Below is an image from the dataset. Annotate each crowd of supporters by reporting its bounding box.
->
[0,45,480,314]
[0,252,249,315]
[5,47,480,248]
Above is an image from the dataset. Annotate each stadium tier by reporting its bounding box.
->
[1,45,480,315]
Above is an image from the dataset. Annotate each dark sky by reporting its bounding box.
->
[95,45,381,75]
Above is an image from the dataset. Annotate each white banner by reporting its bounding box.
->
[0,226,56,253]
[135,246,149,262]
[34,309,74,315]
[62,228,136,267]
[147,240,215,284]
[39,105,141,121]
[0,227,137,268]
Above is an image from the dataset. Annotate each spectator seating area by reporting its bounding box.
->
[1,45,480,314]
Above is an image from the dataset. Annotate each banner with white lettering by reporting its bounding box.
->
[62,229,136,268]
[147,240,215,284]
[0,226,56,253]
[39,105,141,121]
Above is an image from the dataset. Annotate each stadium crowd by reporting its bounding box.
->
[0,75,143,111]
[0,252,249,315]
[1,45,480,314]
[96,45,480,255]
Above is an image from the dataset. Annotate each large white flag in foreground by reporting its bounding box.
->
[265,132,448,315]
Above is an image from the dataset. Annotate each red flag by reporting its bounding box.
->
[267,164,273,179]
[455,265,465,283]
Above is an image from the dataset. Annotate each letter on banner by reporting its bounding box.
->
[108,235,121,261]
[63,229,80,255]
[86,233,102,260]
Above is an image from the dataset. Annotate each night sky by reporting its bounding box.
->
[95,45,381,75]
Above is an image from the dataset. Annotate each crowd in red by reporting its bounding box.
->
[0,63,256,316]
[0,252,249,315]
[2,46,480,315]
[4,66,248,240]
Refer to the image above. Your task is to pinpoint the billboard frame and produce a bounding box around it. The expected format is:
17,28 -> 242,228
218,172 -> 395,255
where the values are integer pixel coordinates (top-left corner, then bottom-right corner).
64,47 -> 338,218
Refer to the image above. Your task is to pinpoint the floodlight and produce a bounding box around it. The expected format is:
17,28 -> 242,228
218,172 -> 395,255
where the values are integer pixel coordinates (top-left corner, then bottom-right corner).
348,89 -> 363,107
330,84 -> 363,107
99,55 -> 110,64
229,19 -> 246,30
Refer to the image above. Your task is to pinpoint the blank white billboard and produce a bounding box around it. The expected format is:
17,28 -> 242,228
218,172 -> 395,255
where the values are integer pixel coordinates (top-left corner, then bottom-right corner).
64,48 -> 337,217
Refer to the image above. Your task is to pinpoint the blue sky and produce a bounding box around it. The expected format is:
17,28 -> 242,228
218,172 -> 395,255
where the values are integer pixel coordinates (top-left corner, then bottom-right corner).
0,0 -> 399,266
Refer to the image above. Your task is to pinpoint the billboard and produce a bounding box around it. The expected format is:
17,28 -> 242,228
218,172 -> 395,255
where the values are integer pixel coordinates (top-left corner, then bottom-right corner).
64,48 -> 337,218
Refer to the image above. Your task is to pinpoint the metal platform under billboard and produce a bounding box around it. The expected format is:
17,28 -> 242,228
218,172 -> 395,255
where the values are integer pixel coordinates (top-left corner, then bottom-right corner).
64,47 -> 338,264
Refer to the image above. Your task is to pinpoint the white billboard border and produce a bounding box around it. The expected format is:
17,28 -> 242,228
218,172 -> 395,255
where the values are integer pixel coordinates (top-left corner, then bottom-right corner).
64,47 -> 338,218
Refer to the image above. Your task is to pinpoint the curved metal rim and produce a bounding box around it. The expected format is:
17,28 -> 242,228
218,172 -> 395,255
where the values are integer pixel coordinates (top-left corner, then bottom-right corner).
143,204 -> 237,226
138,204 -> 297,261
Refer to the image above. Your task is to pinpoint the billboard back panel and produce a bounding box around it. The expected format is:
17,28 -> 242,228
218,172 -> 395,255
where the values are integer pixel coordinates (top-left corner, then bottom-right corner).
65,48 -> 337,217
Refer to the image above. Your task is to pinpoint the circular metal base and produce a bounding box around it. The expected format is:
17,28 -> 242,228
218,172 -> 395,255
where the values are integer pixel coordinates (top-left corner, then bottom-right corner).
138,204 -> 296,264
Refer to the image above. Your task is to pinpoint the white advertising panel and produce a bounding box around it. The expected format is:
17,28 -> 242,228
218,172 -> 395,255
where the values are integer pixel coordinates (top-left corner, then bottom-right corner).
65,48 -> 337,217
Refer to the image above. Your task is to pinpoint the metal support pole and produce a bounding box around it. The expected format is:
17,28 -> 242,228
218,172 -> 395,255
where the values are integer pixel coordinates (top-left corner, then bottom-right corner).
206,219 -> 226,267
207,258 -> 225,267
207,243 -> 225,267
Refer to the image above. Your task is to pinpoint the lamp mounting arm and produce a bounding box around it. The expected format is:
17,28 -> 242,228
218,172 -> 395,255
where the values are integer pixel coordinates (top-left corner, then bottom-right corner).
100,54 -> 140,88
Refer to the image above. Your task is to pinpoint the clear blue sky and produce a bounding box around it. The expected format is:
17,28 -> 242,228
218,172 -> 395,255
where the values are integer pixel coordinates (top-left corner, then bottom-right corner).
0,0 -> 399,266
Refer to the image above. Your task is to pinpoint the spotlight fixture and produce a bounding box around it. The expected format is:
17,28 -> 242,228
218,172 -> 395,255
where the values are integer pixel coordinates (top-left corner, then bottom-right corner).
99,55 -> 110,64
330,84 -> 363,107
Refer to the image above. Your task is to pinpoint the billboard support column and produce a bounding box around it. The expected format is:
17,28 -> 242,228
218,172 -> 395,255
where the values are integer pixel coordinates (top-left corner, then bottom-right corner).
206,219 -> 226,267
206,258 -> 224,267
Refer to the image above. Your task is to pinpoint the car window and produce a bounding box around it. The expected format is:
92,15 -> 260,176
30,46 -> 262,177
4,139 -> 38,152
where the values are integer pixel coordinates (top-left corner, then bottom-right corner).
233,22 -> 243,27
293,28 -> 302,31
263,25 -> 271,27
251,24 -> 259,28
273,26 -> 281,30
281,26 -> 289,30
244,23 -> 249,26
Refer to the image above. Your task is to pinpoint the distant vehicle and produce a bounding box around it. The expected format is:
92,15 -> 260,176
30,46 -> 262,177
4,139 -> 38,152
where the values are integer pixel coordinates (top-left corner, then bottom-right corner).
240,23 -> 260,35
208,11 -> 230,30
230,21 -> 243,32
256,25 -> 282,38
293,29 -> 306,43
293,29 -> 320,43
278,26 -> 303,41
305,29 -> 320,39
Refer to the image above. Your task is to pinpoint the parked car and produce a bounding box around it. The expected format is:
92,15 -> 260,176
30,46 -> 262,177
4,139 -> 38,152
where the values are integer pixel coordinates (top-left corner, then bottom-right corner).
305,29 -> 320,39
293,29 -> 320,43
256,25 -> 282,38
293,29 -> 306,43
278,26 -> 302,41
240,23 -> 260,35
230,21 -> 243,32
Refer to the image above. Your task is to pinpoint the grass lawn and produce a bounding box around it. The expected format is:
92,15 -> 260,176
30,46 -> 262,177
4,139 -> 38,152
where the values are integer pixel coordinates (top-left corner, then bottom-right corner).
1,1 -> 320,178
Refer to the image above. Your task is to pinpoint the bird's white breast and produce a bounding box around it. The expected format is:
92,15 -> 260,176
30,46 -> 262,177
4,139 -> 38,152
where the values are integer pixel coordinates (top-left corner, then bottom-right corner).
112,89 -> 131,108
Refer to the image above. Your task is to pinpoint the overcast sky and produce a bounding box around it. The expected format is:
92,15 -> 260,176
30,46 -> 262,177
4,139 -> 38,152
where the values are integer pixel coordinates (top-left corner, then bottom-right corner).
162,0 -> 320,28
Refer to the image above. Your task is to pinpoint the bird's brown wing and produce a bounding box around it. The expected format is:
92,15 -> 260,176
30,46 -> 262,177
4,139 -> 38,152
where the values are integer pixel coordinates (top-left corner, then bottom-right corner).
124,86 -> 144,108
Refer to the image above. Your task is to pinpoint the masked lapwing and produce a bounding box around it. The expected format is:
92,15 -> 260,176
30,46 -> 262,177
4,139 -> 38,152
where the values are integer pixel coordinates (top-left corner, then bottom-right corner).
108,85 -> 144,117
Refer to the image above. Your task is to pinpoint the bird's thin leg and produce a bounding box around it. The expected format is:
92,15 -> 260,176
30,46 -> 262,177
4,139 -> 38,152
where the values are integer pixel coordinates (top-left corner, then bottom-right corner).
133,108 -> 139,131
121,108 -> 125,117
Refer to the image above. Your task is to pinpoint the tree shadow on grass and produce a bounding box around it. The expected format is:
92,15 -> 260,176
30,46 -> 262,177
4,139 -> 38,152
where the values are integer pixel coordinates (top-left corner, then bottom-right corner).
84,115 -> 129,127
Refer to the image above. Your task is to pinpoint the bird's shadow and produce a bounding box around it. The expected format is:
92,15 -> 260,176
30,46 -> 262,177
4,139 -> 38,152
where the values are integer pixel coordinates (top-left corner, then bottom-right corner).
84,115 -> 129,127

□ □ □ □ □ □ □

* [Your objective]: Identify the lines in the entries that hold "banner" and return each one.

* [Solved exercise]:
Above is an image from the dataset. Annotate each white banner by reporting its bounding box.
Above is an image from the dataset. Annotate each banner with white lettering by reporting its bounding box.
Above is an image from the dataset. Annotate each letter on banner by reporting its bounding box.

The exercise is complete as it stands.